Count the lines in the items below that contain the string "window", treating uppercase and lowercase as different, and give only the number.

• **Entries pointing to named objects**
========

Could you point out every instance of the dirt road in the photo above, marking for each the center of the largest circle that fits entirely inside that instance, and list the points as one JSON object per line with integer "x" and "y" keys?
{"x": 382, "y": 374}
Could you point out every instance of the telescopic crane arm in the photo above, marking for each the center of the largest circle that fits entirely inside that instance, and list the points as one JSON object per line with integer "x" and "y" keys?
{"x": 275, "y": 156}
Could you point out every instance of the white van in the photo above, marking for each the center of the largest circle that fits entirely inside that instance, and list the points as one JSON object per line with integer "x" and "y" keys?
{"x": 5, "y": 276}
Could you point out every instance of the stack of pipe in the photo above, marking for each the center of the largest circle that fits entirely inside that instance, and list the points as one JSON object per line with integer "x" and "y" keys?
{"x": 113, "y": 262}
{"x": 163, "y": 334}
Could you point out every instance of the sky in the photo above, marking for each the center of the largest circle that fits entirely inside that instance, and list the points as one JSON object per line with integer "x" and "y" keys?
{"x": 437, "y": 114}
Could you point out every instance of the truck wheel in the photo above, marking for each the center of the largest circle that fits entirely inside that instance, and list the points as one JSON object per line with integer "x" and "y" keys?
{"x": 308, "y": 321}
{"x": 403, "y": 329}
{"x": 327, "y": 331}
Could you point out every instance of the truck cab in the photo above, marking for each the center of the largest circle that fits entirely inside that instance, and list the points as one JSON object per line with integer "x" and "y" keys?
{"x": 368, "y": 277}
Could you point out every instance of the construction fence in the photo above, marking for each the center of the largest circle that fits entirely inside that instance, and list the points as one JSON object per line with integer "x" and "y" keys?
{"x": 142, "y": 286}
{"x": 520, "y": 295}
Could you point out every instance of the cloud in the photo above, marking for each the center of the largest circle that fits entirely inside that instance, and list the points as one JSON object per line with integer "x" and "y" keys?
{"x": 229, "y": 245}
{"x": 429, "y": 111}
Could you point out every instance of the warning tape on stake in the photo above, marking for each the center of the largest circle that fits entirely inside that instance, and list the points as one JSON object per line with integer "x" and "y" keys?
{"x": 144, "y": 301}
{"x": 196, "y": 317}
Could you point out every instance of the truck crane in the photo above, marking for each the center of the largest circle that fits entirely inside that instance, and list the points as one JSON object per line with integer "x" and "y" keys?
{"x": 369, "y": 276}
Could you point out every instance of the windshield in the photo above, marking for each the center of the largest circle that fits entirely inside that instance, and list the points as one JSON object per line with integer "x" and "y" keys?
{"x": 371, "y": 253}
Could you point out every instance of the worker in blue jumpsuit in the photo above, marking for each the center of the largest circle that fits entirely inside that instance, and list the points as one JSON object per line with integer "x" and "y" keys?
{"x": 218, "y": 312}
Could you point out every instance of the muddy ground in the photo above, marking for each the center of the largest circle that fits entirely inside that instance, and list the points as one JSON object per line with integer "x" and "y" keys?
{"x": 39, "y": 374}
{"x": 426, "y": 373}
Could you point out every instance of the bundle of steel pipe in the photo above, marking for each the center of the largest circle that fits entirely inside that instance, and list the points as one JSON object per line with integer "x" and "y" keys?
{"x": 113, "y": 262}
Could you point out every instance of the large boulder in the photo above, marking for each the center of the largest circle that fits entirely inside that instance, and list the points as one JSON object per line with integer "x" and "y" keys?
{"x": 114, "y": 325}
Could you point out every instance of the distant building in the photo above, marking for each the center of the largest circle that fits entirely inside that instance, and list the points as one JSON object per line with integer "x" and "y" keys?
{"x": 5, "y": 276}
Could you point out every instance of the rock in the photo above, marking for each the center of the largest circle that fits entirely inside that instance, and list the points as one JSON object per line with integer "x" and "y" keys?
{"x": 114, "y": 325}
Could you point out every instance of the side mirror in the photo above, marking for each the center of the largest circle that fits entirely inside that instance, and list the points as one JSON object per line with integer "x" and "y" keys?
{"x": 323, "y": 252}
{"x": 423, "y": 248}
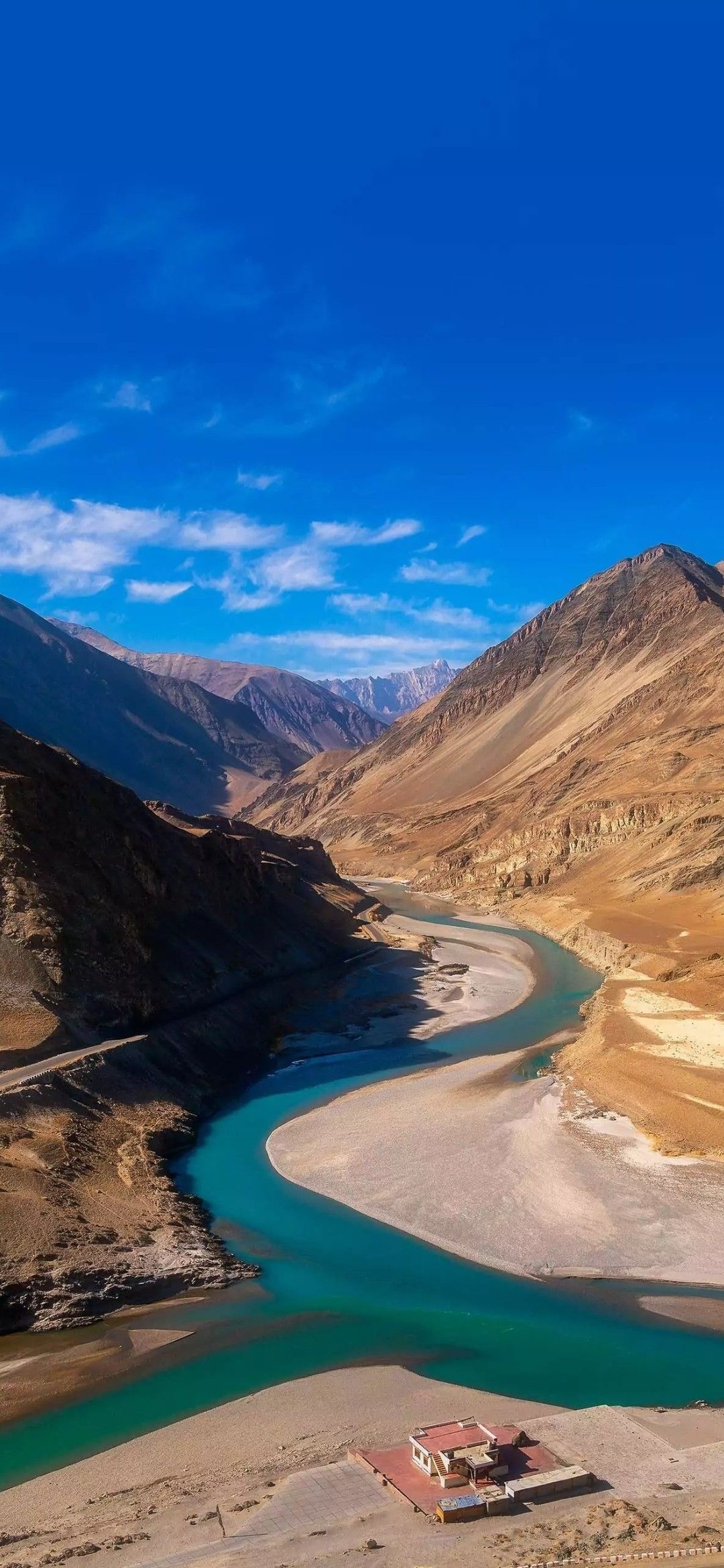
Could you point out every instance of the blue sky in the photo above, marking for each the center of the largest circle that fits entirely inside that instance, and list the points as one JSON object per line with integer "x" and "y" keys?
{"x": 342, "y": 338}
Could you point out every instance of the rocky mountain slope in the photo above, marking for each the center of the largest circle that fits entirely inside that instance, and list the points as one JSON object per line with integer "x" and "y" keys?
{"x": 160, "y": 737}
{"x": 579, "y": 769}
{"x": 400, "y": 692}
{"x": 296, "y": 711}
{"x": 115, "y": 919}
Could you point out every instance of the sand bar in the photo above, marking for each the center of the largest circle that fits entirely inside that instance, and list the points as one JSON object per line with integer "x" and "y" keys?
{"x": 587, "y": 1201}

========

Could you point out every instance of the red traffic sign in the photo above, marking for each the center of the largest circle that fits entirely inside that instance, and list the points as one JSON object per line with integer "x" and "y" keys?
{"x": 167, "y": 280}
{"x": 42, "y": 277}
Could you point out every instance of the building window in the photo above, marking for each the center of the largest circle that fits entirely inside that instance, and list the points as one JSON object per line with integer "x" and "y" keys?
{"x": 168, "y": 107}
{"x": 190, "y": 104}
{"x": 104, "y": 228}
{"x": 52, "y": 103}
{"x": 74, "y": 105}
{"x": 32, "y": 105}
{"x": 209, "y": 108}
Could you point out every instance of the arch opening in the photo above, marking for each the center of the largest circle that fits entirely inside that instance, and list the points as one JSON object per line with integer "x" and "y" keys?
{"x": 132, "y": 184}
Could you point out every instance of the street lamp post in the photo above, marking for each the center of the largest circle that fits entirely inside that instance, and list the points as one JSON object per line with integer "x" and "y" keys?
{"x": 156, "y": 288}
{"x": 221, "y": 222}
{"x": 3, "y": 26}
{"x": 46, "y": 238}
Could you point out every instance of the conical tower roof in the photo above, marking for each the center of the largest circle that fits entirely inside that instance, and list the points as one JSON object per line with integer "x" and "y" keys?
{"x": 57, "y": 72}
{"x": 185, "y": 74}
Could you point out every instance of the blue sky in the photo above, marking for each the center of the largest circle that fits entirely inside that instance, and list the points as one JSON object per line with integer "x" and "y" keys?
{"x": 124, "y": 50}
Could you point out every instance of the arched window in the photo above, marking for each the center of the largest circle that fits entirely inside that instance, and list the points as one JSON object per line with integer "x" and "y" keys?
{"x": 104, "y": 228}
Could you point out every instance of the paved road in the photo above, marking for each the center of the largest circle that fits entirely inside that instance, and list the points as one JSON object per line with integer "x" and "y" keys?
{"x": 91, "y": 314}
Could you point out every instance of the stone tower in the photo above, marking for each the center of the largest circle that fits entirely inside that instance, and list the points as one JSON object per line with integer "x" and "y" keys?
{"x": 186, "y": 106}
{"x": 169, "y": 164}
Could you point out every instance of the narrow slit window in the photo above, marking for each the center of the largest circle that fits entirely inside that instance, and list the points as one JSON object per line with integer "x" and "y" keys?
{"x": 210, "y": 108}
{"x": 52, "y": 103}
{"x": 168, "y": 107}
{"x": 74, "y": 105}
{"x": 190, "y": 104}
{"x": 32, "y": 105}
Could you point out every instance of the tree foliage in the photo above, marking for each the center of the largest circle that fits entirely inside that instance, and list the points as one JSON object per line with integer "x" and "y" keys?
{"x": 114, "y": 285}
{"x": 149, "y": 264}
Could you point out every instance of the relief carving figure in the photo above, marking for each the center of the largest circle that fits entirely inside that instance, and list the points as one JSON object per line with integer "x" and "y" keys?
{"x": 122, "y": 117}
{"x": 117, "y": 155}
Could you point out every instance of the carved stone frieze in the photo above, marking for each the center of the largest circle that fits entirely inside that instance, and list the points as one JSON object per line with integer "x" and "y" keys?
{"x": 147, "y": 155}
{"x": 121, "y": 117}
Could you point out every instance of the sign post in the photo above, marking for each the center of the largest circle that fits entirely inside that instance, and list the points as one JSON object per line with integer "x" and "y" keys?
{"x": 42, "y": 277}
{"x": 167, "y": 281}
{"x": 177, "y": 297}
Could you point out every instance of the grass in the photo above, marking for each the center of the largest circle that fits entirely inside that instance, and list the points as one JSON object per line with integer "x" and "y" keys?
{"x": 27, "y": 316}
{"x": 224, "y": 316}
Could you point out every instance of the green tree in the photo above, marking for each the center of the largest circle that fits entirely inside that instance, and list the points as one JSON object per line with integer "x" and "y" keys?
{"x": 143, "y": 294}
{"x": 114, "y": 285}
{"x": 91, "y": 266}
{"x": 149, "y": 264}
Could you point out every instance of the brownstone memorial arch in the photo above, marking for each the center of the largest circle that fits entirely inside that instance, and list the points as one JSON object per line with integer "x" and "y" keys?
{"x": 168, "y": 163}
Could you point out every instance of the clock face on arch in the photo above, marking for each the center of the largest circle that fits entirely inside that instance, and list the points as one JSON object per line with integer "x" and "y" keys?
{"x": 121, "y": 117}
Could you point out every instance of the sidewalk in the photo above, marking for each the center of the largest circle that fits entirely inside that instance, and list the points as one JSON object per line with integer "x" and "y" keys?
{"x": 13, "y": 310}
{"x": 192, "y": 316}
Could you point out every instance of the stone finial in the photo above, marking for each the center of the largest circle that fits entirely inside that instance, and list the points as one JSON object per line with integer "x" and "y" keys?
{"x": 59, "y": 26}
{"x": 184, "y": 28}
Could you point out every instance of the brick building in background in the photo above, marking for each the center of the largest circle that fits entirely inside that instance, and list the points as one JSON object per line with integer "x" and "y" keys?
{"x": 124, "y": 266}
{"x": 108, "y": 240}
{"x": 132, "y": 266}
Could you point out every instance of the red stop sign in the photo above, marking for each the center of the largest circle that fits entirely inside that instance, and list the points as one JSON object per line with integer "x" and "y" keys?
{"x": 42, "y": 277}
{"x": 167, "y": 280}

========

• **FULL ANSWER**
3